### Written request
Locate every line in the records below that contains the word "black" and copy each of those lines in full.

### Extracted information
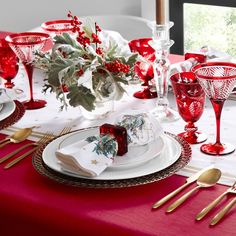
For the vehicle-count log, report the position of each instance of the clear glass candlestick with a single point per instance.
(161, 43)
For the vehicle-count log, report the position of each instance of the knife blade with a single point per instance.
(189, 180)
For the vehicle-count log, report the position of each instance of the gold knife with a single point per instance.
(10, 164)
(189, 180)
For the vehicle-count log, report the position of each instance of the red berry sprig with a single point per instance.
(83, 40)
(116, 67)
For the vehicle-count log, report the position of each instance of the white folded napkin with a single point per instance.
(81, 158)
(142, 128)
(92, 156)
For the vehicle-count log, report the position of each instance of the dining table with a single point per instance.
(33, 204)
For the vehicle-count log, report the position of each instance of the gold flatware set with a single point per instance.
(20, 136)
(204, 178)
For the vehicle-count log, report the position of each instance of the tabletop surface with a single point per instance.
(32, 204)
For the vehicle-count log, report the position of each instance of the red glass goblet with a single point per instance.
(218, 80)
(190, 99)
(57, 27)
(144, 70)
(8, 64)
(25, 45)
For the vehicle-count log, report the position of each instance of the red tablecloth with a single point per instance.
(34, 205)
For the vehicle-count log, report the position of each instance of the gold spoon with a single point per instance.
(206, 179)
(17, 137)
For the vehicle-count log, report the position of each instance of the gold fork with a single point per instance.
(8, 156)
(209, 207)
(42, 141)
(225, 210)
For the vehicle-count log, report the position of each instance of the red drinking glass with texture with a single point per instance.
(218, 80)
(190, 100)
(57, 27)
(144, 69)
(8, 64)
(25, 45)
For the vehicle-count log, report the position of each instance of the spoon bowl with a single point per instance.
(17, 137)
(207, 179)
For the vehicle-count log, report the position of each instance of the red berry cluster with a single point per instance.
(99, 51)
(83, 40)
(117, 66)
(80, 72)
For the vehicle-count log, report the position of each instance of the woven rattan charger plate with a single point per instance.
(14, 117)
(44, 170)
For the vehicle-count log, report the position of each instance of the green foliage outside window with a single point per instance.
(210, 25)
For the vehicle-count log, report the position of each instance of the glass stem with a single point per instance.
(217, 106)
(161, 72)
(29, 70)
(191, 129)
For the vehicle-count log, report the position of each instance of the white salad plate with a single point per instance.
(164, 152)
(7, 109)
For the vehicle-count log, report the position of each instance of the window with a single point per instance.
(189, 30)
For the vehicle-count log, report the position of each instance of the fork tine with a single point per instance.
(233, 186)
(65, 130)
(42, 141)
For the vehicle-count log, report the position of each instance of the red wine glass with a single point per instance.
(218, 80)
(8, 64)
(190, 99)
(144, 70)
(25, 45)
(57, 27)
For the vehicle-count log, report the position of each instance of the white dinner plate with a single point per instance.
(136, 155)
(7, 109)
(170, 154)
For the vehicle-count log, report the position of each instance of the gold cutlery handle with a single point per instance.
(15, 152)
(5, 143)
(169, 196)
(4, 140)
(10, 164)
(221, 214)
(209, 207)
(178, 202)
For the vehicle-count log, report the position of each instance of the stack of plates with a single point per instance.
(139, 161)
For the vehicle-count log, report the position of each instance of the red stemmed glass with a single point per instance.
(25, 45)
(144, 70)
(8, 64)
(190, 99)
(218, 80)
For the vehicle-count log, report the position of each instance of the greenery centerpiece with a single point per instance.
(82, 67)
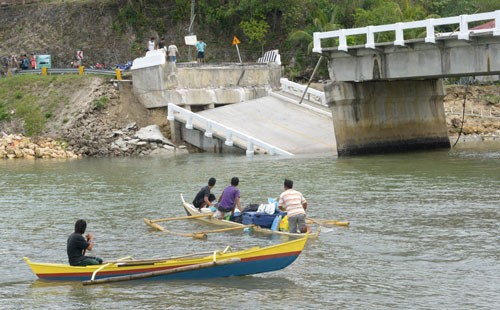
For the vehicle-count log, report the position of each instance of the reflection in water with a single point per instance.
(424, 229)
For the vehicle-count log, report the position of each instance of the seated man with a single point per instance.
(78, 244)
(202, 199)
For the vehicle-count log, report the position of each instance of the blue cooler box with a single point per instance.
(265, 220)
(248, 218)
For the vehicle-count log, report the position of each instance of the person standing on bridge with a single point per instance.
(295, 205)
(200, 47)
(172, 52)
(151, 44)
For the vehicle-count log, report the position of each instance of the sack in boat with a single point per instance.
(276, 223)
(284, 224)
(265, 220)
(251, 208)
(269, 208)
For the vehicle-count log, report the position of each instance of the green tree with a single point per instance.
(322, 21)
(255, 30)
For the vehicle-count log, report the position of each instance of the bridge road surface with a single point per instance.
(289, 126)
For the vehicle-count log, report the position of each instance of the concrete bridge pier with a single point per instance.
(376, 117)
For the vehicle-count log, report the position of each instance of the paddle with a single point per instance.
(161, 228)
(162, 272)
(182, 217)
(323, 222)
(195, 235)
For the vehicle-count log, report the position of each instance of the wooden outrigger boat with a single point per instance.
(196, 214)
(195, 266)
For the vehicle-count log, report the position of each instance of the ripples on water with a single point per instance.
(424, 230)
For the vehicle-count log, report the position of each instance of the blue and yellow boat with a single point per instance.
(193, 266)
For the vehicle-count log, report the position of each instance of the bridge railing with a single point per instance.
(398, 28)
(296, 89)
(68, 71)
(224, 132)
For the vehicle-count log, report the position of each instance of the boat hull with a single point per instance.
(192, 211)
(251, 261)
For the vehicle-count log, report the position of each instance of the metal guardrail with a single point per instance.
(295, 89)
(67, 71)
(474, 113)
(208, 126)
(398, 28)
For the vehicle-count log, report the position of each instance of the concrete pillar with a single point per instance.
(388, 116)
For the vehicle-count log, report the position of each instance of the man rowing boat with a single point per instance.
(204, 198)
(77, 245)
(229, 199)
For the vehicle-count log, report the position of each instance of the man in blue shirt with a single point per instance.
(200, 47)
(230, 199)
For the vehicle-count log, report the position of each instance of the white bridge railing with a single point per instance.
(296, 89)
(429, 25)
(209, 126)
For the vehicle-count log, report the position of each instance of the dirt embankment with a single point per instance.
(90, 126)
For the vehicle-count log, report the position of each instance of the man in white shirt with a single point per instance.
(295, 205)
(172, 52)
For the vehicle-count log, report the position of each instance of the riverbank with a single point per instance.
(91, 117)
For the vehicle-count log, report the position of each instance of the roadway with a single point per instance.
(280, 121)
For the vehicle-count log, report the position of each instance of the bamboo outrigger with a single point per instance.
(197, 266)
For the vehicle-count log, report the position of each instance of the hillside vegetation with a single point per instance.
(114, 32)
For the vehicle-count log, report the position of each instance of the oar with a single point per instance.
(182, 217)
(161, 228)
(120, 262)
(327, 222)
(162, 272)
(225, 229)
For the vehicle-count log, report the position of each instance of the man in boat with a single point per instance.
(77, 245)
(229, 199)
(294, 203)
(204, 198)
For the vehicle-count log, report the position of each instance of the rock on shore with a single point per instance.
(18, 146)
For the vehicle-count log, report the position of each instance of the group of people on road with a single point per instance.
(290, 200)
(15, 62)
(172, 51)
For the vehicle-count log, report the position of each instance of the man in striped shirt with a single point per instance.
(295, 205)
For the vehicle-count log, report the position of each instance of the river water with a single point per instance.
(424, 230)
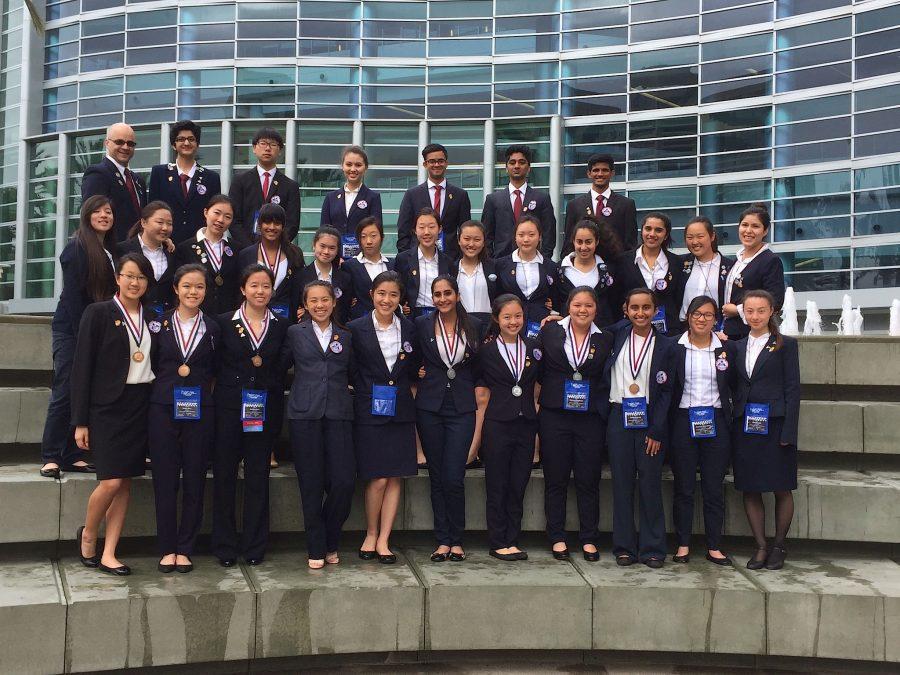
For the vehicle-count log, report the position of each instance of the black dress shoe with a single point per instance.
(94, 560)
(120, 571)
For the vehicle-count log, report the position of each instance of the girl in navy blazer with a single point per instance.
(593, 263)
(366, 265)
(320, 409)
(343, 209)
(111, 381)
(766, 415)
(249, 400)
(638, 381)
(756, 267)
(528, 275)
(510, 371)
(181, 416)
(445, 410)
(88, 276)
(571, 429)
(275, 251)
(384, 411)
(700, 427)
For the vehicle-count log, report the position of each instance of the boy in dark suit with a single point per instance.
(184, 185)
(503, 208)
(450, 202)
(263, 184)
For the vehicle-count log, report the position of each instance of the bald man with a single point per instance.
(112, 178)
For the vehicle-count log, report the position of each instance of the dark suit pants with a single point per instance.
(446, 437)
(507, 451)
(179, 450)
(231, 446)
(571, 441)
(627, 458)
(326, 472)
(712, 455)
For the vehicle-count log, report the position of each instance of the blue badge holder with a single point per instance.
(576, 396)
(634, 413)
(703, 421)
(756, 419)
(186, 402)
(349, 246)
(384, 400)
(253, 409)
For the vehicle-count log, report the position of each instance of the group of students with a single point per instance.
(187, 362)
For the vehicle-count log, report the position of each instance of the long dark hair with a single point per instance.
(98, 280)
(462, 315)
(773, 322)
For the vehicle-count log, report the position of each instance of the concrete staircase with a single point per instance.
(837, 598)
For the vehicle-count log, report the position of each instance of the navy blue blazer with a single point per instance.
(499, 221)
(661, 378)
(187, 212)
(775, 380)
(496, 376)
(765, 272)
(334, 209)
(535, 307)
(457, 210)
(321, 379)
(166, 358)
(370, 369)
(435, 384)
(406, 264)
(360, 285)
(160, 293)
(104, 179)
(556, 368)
(75, 297)
(725, 376)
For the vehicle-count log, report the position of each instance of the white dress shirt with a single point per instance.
(701, 387)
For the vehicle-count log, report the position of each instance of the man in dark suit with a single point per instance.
(620, 212)
(263, 184)
(112, 178)
(503, 208)
(185, 185)
(449, 201)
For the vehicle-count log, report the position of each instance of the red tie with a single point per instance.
(437, 199)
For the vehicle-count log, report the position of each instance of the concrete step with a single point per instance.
(62, 617)
(830, 505)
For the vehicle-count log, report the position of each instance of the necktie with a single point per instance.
(517, 205)
(437, 199)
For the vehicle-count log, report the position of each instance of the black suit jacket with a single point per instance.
(775, 380)
(499, 221)
(496, 376)
(623, 218)
(765, 272)
(660, 380)
(160, 292)
(166, 357)
(246, 194)
(457, 210)
(370, 369)
(104, 179)
(321, 379)
(187, 212)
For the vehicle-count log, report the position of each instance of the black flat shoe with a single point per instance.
(94, 560)
(120, 571)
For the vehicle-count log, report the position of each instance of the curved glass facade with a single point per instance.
(706, 104)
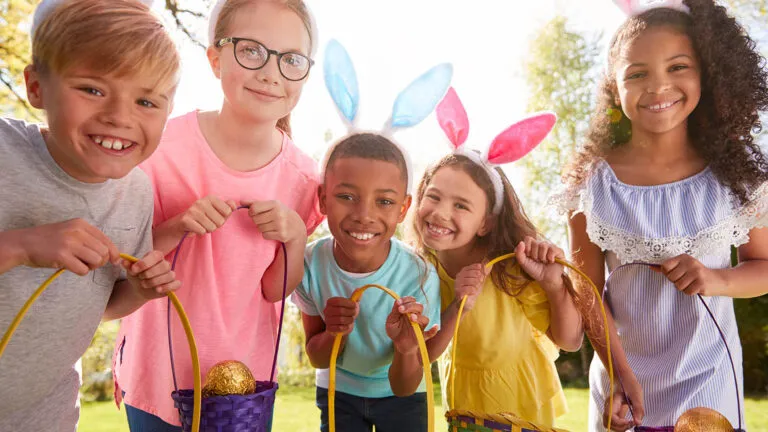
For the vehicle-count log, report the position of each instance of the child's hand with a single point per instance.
(340, 314)
(537, 258)
(692, 277)
(399, 328)
(469, 283)
(151, 276)
(74, 245)
(206, 215)
(621, 404)
(277, 222)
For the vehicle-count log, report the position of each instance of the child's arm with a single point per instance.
(74, 245)
(148, 279)
(746, 280)
(340, 314)
(205, 216)
(537, 258)
(277, 222)
(591, 260)
(406, 371)
(469, 281)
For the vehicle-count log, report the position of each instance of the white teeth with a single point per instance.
(659, 107)
(362, 236)
(112, 143)
(438, 230)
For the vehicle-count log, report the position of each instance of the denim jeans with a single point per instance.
(388, 414)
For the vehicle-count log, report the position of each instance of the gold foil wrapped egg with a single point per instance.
(702, 419)
(228, 378)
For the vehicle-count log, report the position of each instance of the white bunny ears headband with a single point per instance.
(411, 106)
(637, 7)
(45, 7)
(510, 145)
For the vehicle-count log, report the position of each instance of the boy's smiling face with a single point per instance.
(364, 200)
(100, 125)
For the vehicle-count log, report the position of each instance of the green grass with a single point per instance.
(296, 411)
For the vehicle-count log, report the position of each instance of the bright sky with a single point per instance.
(392, 42)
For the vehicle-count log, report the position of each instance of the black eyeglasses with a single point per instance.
(253, 55)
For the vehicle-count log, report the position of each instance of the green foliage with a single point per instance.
(560, 72)
(295, 368)
(14, 57)
(97, 364)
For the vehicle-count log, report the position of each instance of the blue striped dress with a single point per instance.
(671, 342)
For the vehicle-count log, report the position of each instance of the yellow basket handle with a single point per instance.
(182, 315)
(602, 309)
(424, 361)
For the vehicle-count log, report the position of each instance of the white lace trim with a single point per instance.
(630, 247)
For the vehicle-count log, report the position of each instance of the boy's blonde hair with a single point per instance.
(121, 37)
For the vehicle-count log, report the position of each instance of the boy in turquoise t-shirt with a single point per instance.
(379, 372)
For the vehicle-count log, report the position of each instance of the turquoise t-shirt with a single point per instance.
(363, 366)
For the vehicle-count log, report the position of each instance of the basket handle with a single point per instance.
(714, 321)
(424, 361)
(452, 373)
(171, 299)
(280, 323)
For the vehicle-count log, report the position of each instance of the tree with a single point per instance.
(560, 72)
(752, 315)
(14, 57)
(15, 19)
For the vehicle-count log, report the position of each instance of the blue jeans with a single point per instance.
(389, 414)
(142, 421)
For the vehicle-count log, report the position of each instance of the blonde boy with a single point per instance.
(104, 72)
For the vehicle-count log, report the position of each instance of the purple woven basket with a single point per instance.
(232, 413)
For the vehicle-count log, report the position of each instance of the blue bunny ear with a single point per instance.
(421, 97)
(341, 80)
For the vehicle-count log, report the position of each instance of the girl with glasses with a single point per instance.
(208, 165)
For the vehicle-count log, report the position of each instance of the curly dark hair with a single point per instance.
(734, 88)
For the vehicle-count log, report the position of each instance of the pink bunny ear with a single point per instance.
(625, 6)
(521, 138)
(453, 118)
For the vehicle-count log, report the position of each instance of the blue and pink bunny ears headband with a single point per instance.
(637, 7)
(411, 106)
(512, 144)
(45, 7)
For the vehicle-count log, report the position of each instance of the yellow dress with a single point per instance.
(505, 361)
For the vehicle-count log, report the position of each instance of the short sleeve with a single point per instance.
(302, 296)
(535, 306)
(432, 291)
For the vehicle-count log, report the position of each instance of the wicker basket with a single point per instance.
(468, 421)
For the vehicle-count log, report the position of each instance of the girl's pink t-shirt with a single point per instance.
(220, 272)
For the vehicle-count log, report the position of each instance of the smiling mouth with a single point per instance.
(263, 94)
(660, 107)
(362, 236)
(112, 143)
(437, 231)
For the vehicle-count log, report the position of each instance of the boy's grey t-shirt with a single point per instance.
(39, 383)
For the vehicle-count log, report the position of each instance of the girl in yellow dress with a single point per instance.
(519, 313)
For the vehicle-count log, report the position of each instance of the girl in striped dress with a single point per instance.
(668, 181)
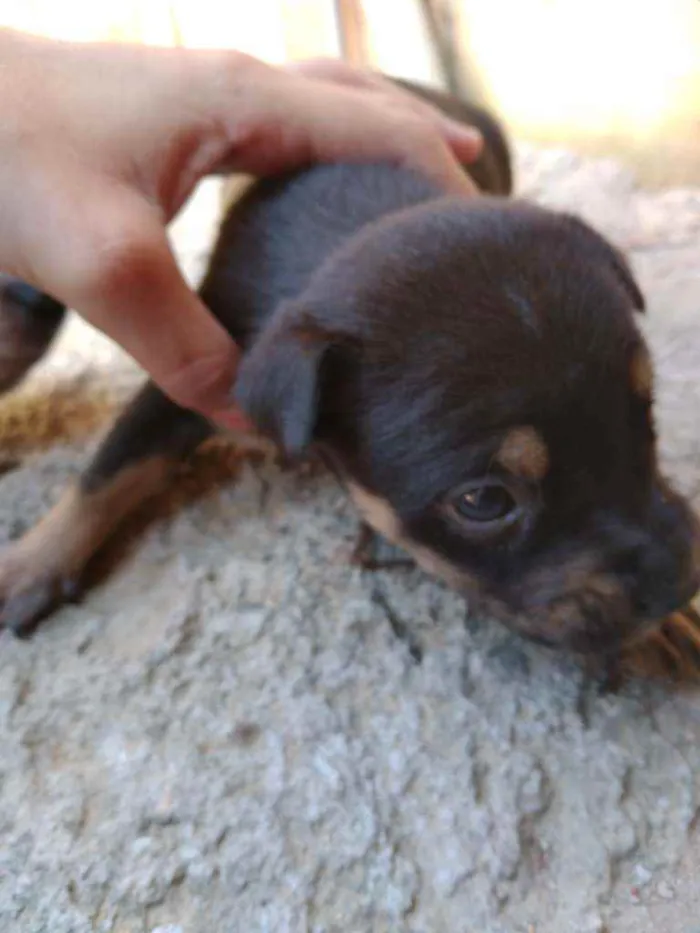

### Final result
For the vehicle-count log, report the position of each instance of the black dress shoe with a single point per instance.
For the vehicle-count log, report the position of each instance of the black suit jacket with a single point per instance.
For the vehicle-count log, report the position of each instance of the black flat shoe with a single point per instance.
For the vehicle-count log, report the position of each instance of the black eyeglasses with a single point per instance.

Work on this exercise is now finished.